[Stated problem]:
Retype each entry below, keeping every character the same.

[Dataset records]:
* begin *

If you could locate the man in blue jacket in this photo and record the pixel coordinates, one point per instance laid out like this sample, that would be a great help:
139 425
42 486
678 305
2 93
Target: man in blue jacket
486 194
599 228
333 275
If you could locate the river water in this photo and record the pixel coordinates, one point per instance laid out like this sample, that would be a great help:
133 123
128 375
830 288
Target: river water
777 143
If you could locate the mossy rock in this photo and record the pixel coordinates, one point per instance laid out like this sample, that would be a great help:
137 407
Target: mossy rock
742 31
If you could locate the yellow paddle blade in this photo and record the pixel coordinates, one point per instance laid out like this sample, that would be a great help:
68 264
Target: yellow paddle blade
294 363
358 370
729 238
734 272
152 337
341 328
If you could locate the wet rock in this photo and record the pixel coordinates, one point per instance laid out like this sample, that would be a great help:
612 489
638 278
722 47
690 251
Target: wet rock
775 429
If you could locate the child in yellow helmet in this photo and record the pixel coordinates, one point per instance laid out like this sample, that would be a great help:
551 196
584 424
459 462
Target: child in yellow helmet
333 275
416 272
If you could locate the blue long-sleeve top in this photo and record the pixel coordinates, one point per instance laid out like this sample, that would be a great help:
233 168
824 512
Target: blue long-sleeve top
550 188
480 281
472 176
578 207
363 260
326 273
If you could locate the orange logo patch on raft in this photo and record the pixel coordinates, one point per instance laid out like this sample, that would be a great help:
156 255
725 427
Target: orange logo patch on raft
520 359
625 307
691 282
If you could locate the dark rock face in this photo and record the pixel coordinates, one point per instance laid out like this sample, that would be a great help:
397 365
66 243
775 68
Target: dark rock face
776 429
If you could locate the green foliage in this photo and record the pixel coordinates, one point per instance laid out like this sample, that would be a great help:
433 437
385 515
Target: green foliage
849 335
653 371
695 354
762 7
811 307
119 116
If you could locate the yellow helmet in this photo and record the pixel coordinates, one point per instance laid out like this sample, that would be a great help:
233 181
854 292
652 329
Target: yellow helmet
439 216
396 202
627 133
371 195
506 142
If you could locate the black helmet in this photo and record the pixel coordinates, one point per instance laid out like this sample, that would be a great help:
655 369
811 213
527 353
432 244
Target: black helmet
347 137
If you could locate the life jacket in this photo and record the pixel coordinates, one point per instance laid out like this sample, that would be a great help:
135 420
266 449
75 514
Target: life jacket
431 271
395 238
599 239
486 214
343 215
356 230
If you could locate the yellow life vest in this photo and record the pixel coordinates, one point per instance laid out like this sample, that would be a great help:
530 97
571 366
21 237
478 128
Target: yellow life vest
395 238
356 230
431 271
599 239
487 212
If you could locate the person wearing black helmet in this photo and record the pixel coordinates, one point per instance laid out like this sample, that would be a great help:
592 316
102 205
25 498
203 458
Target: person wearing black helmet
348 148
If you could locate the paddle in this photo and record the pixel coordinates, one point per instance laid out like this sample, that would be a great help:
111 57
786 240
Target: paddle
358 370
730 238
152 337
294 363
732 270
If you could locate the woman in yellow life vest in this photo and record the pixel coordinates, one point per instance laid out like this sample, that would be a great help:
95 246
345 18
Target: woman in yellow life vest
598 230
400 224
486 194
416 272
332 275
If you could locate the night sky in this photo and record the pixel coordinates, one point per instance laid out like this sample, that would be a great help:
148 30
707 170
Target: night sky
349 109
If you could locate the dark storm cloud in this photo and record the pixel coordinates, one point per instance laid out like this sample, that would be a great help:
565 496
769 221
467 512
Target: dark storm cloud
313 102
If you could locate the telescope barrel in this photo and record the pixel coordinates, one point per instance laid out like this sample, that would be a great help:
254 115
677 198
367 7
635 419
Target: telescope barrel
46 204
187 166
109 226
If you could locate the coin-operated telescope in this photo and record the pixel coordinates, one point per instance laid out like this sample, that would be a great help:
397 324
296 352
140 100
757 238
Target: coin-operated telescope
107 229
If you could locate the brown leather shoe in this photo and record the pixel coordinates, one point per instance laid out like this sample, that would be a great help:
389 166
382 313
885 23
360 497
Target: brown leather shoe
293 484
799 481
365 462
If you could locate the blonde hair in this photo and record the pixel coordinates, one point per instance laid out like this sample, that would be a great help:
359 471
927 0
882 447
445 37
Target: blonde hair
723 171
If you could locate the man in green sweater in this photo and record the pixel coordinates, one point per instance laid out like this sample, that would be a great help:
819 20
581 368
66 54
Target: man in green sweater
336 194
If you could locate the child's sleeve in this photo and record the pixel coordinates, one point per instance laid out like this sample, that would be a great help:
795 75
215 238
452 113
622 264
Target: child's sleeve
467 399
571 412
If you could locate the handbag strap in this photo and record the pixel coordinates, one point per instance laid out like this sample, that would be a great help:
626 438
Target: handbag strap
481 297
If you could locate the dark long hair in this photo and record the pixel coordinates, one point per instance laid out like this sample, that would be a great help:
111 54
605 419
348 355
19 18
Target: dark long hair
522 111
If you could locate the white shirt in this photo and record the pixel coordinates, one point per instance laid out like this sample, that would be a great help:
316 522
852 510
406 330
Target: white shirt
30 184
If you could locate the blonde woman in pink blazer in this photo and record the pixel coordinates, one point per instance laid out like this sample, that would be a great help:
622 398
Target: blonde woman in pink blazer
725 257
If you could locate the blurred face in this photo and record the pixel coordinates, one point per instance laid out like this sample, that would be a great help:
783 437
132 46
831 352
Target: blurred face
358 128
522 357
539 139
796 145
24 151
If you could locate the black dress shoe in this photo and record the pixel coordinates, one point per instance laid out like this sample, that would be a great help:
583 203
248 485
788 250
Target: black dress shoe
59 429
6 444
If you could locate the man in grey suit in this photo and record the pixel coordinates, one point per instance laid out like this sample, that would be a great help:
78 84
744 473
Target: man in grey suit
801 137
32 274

* end *

[Task solution]:
If you could locate the man in blue jacket in this photo and record the pixel coordinates, one point per instance laid out like this sample, that would be a great help:
139 425
42 486
678 305
2 93
Target: man in blue jacket
486 194
599 228
333 275
If you could locate the river water in this photo and record the pixel coordinates, one point per instance laid out like this sample, that would be a great help:
133 123
128 375
830 288
Target: river water
777 143
If you could locate the mossy rock in this photo and record the pixel coordinates, one point per instance laid out like this sample, that would be a great help:
137 407
Target: mossy rock
742 31
If you could locate the yellow paddle blade in this photo and record the pixel coordinates, one point per instance laid out like this sample, that would be a great help:
68 264
Target: yellow paddle blade
294 363
358 370
729 238
734 272
152 337
341 328
If you could locate the wet rock in this photo and record the pixel coordinates, one point per instance laid out like this sample, that would be a great help:
612 489
638 278
722 47
690 251
Target: wet rock
775 429
If you could locate the child in yellow helmet in this photo and record the pixel coordinates, one point per instance laid out like this sample, that would be a great help:
551 196
584 424
459 462
Target: child in yellow helmet
333 275
416 272
If you could locate the blue long-sleeve top in this photo and record the pixel coordinates, one point per instance laid out like this sample, that would be a great help:
233 168
824 512
Target: blue long-sleeve top
550 188
480 281
472 176
578 207
363 260
326 273
If you could locate the orange logo patch on raft in this photo and record the pixel coordinates, one point per instance laid out like this sample, that would be a great help:
156 255
725 427
Target: orange logo patch on raft
520 359
625 307
691 282
If you could locate the dark rock face in this photo and record the pixel coordinates, one point per instance laid out like this sample, that would be a great help:
397 365
66 243
775 68
Target: dark rock face
776 429
If you could locate the green foliage in this photo and record the pixel coordinates, one point per instance laid out like this sample, that would be a great help:
433 437
385 515
Target: green foliage
849 335
653 371
695 354
762 7
811 307
119 116
If you could locate the yellow helmet in this photo and record the pixel coordinates, one point per instance laid out like this sample, that would be a great help:
233 181
854 292
652 329
Target: yellow helmet
439 216
396 202
627 133
371 195
506 142
If you could locate the black helmet in this photo and record the pixel coordinates, one point per instance laid out like this sample, that would be a great help:
655 369
811 213
527 353
432 244
Target: black helmet
347 137
If you could locate the life jacket in this photo and record the pixel coordinates, one point per instance laid out like this sample, that would be a great help:
135 420
266 449
75 514
Target: life jacket
431 271
395 238
599 239
486 214
343 215
356 230
If you could locate the yellow life vest in this photo and record the pixel coordinates, one point per instance laid out like this sample, that would be a great help:
530 97
571 366
21 237
478 128
Target: yellow life vest
395 238
356 230
431 271
599 239
487 212
If you could locate the person wearing black helmet in this photo and record the pixel coordinates, one point per instance laid out like this sample, that would be a great help:
592 316
102 205
25 498
203 458
Target: person wearing black helmet
348 148
If you could locate the paddle in this photo and record the pixel coordinates, one point per instance laid out like this sample, that would be a great help:
111 57
786 240
Target: paddle
358 370
730 238
152 337
294 363
732 270
If you could locate the woman in yellow life vest in this photo and record the pixel coordinates, one point per instance laid out like this sample, that would be a great help:
95 246
345 18
Target: woman in yellow life vest
598 230
400 224
486 194
416 272
332 275
If you could locate the night sky in this photo and record the pixel coordinates, one point per instance laid out like this sample, that would be a great help:
148 30
707 170
Target: night sky
349 109
If you could locate the dark storm cloud in this photo and record the pixel coordinates, one point per instance laid out like this sample, that would be a great help:
565 496
769 221
467 512
Target: dark storm cloud
313 102
If you could locate the telescope barrel in this photo and record the pixel coordinates, one point per instance laid out like this sample, that would be a great help:
254 115
677 198
367 7
635 419
Target: telescope barrel
46 204
187 166
109 226
If you could locate the coin-operated telescope in this photo and record the pixel coordinates, one point per instance laid out like this sample, that would be a great help:
397 324
296 352
140 100
757 238
Target: coin-operated telescope
107 229
If you could locate the brown leather shoe in this photo and record the pixel coordinates, one point per instance laid out like this sample, that would be a great help:
389 166
382 313
885 23
360 497
Target: brown leather shoe
293 484
799 481
365 462
If you could locate the blonde hair in this photo and record the pixel coordinates, one point per instance laid out like this sample, that would be a great help:
359 471
927 0
882 447
445 37
Target: blonde hair
723 171
If you could locate the man in green sweater in this photo and record the pixel coordinates, one point per instance laid out like this sample, that would be a great help:
819 20
581 368
66 54
Target: man in green sweater
336 194
If you could locate the child's sleeve in this photo and record the pixel coordinates, one point per instance laid out like this sample, that would be a great help:
795 75
215 238
452 113
622 264
Target: child's sleeve
467 399
571 412
If you could locate the handbag strap in this photo and record the pixel coordinates, one point per instance laid out like this sample, that would be a great help:
626 438
Target: handbag strap
481 297
If you could locate the dark long hair in this photo and record the pixel coordinates, one point per instance laid out like this sample, that would be a great help:
111 54
605 419
348 355
19 18
Target: dark long hair
522 111
If you could locate the white shirt in this photo and record the pixel coordinates, one point per instance laid out like this sample, that would be a great help:
316 522
852 510
406 330
Target: white shirt
30 184
If you could locate the blonde woman in pink blazer in this photo and record the pixel coordinates, one point per instance laid out like this sample, that would be a great help:
622 398
Target: blonde woman in pink blazer
725 257
If you could locate the blurred face in this photo and record the pixel coordinates, one point per instance laid out like this sample, that would be a great help:
783 437
132 46
831 352
Target: blurred face
358 128
522 357
539 139
796 145
24 151
If you could locate the black dress shoe in this photo and record the pixel coordinates, one point per instance laid out like this sample, that would be a great help:
583 203
248 485
788 250
Target: black dress shoe
59 429
6 444
If you could locate the man in grey suit in this photo and record the pixel coordinates, one point per instance laid out like this sample, that would be a great help:
78 84
744 473
Target: man in grey suit
801 137
32 274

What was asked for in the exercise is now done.